### Passage fourni
Et quasi cursores vitaï lampada tradunt,

a dit l’antique poète dans une magnifique image : c’est comme un flambeau qu’il faut recevoir et saisir, en entrant, l’héritage de la vie ; quelques-uns l’ont pris comme un cierge, et beaucoup comme un cigare. Et la jeunesse a pu être trompée en cela par bon nombre de ceux qui précédaient ; il a passé dans tous les rangs comme un souffle de relâchement et de confusion. Tandis que la portion positive du siècle suivait résolument, tête baissée, sa marche dans l’industrie et le progrès matériel, la partie dite spirituelle se dissipait en frivolités et ne savait faire à l’autre ni contre-poids ni accompagnement.

Ce que les anciens moralistes nommaient tout crûment la sottise humaine est sans doute à peu près la même en tout temps, en tout pays ; mais en ce temps-ci et en France, comme nous sommes plus rapides, cette sottise en personne se produit avec des airs d’esprit, de légèreté, avec des vernis d’élégance qui déconcertent. On est mouton comme sous Panurge, mais on l’est avec des airs de lion.

Un semblable résultat pourtant (si c’était là un résultat) aurait trop de quoi surprendre et déjouer ; il ressemblerait à une attrape. Ce ne peut pas être, ce semble, pour un tel avortement, pour un tel jeu d’actions et de réactions sans cause suffisante, pour de tels engouemens successifs et contraires, que tant d’efforts, tant d’essais distingués, tant d’idées enfin ont été dépensées depuis plus de cinquante ans, et que, sans remonter plus haut, les hommes consciencieux et laborieux ont semé une foule de germes aux saisons dernières de la restauration, en ces années de combat et de culture.

### Consignes et exigences
Reprenez le passage ci-dessus sur l’héritage du siècle et la légèreté de sa partie spirituelle, en enchaînant directement sur sa dernière phrase.

### Données fournies
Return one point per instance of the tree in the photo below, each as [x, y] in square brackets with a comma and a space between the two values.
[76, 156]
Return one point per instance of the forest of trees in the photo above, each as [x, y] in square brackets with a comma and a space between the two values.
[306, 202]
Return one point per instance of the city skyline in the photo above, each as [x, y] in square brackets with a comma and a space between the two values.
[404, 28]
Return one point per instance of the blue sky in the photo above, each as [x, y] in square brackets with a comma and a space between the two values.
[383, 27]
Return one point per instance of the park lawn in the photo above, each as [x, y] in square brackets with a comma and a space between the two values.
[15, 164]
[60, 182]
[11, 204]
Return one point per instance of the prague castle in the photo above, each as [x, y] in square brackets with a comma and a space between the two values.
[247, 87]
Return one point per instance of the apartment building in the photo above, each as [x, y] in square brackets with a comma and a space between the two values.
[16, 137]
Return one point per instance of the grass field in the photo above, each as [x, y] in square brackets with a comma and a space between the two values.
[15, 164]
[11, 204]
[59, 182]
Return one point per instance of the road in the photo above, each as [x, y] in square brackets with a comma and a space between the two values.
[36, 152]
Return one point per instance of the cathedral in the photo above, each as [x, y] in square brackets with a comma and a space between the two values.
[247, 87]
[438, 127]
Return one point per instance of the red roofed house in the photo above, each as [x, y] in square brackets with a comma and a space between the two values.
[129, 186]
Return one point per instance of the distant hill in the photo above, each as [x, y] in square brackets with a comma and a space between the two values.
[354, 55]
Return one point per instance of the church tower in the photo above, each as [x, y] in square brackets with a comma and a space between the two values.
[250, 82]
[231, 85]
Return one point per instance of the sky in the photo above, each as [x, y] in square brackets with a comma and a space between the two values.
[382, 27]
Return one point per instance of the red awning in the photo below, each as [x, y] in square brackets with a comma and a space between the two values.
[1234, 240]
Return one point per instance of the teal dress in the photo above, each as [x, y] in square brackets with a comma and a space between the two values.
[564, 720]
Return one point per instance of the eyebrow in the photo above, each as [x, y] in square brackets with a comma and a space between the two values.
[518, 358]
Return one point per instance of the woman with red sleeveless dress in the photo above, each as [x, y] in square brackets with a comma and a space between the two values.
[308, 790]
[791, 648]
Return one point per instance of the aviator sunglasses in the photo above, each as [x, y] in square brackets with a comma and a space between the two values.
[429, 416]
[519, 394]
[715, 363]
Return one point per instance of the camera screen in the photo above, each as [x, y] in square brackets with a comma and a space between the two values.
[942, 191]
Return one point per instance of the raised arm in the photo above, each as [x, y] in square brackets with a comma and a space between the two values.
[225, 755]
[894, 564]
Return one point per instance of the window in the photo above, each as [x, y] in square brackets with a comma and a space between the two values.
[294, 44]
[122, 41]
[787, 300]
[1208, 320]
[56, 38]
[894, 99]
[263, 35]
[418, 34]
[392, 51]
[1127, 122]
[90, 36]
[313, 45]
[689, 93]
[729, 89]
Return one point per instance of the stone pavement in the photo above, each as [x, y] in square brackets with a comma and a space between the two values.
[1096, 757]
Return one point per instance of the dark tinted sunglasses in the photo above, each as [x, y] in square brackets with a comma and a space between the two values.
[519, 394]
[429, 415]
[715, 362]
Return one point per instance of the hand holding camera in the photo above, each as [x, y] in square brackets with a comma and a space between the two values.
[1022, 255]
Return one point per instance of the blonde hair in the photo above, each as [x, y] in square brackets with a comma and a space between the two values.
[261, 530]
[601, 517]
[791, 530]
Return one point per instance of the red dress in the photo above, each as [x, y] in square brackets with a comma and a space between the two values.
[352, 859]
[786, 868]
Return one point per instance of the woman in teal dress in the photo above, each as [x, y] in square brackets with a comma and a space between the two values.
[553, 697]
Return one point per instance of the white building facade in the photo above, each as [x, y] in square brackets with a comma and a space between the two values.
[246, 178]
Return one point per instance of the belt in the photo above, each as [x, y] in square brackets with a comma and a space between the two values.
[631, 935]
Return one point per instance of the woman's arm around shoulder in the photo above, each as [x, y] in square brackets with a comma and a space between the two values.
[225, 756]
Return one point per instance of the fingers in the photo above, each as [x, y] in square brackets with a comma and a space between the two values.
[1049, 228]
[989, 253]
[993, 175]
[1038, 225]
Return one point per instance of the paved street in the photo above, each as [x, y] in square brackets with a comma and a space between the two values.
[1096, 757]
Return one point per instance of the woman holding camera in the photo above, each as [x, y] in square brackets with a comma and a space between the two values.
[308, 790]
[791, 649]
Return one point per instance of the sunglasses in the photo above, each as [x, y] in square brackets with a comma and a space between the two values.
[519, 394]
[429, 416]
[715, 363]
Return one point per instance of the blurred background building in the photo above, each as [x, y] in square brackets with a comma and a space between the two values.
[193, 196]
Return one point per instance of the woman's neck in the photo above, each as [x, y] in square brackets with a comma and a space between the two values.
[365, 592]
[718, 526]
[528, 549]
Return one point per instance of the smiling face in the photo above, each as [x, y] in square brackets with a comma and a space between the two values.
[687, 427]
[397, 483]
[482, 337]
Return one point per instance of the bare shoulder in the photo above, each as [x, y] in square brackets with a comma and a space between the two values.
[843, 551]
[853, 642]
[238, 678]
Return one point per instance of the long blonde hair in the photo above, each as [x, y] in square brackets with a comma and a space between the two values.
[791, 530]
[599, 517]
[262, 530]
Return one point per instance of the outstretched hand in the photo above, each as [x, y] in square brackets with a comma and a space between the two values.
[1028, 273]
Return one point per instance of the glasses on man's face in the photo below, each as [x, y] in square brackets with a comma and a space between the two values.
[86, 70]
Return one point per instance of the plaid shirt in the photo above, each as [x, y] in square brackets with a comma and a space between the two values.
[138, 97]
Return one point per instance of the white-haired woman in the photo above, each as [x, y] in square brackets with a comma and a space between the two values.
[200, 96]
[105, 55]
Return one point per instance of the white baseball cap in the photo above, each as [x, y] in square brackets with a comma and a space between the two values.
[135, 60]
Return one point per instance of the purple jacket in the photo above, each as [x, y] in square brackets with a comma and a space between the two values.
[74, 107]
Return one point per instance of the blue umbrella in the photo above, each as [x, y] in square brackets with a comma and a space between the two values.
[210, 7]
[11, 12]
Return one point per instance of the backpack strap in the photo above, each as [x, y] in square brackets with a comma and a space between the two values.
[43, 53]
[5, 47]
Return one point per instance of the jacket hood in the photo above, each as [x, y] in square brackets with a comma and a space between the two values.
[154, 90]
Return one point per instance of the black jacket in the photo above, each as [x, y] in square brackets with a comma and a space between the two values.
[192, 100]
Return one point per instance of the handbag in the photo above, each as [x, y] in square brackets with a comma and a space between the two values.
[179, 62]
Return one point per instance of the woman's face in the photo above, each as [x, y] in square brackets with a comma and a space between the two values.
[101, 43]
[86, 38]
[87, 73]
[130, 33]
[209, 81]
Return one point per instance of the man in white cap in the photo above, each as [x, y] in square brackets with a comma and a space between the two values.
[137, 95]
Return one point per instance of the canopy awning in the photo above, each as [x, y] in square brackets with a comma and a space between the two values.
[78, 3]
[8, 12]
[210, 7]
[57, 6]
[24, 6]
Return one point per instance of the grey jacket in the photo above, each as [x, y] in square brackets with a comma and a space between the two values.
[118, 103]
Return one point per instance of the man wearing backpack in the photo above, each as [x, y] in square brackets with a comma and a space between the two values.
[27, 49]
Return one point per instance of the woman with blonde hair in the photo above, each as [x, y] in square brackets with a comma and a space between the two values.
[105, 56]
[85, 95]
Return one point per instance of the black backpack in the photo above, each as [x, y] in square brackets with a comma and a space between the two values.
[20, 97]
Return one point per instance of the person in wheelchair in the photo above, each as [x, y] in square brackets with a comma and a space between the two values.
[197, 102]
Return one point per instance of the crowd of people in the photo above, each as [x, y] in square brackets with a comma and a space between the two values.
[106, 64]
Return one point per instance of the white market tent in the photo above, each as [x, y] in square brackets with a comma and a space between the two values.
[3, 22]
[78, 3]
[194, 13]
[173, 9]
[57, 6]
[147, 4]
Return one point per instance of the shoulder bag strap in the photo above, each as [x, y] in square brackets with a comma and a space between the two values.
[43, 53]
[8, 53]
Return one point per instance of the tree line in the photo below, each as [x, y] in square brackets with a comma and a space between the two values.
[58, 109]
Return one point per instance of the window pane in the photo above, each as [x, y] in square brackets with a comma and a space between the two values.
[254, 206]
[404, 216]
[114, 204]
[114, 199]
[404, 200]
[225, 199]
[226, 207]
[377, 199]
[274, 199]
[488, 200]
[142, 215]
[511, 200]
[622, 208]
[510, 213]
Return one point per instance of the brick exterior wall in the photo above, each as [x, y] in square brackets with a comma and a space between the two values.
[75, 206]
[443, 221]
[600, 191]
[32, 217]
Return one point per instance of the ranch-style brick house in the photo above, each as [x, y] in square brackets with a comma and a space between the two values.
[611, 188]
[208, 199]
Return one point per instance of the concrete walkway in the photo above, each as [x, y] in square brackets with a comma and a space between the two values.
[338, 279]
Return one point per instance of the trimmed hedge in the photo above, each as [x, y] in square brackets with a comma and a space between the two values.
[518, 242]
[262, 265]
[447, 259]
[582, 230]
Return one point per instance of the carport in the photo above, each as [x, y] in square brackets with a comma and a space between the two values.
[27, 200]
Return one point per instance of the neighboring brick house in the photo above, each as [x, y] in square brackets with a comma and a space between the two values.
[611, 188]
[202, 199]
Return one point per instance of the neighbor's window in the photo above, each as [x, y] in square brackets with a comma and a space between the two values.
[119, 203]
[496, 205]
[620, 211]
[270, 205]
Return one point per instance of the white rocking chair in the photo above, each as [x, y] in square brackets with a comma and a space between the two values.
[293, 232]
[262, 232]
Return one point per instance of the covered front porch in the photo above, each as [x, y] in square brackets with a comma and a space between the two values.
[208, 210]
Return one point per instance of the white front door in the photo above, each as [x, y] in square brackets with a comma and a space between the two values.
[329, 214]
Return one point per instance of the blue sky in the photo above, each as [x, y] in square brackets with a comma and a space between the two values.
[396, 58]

### Réponse finale
       Vous tombiez satisfaits dans une autre espérance,

s’écriait Marie-Joseph Chénier vers 1800. Mais ces générations dont nous parlons ici, et desquelles nous nous glorifions d’être, ne sont pas tombées ; elles vivent encore, elles n’ont pas tout-à-fait abdiqué et peuvent dire un dernier mot. Puis ce pays-ici, ne l’oublions pas, est très élastique ; l’opinion, sous sa mobilité, a peut-être ses lois, elle a certainement ses ressorts imprévus. Aujourd’hui ressemble si peu à avant-hier, que demain ne ressemblera peut-être pas à aujourd’hui. Sans donc la faire pire qu’elle n’est, continuons de presser la situation, d’en rechercher les causes, d’en noter du moins à vue de pays quelques circonstances.

Une des premières sources du mal, nous l’avons plus d’une fois signalé, ç’a été, à un certain moment, la retraite brusque et en masse de toute la portion la plus distinguée et la plus solide des générations déjà mûries, des chefs de l’école critique, qui ont déserté la littérature pour la politique pratique et les affaires. Les services que ces hommes éclairés ont rendus en politique peuvent être reconnus, mais sont incontestablement moindres que ceux qu’ils auraient rendus à la société en restant maîtres du poste des idées et en y ralliant par la presse ceux qui survenaient à l’aventure. Leur absence dans la critique littéraire n’a pas peu contribué à rompre toute tradition, à laisser le champ libre à l’industrialisme et à tous les genres de cupidités et de prétentions. Leur retraite, pour tout dire, a fait trouée au centre.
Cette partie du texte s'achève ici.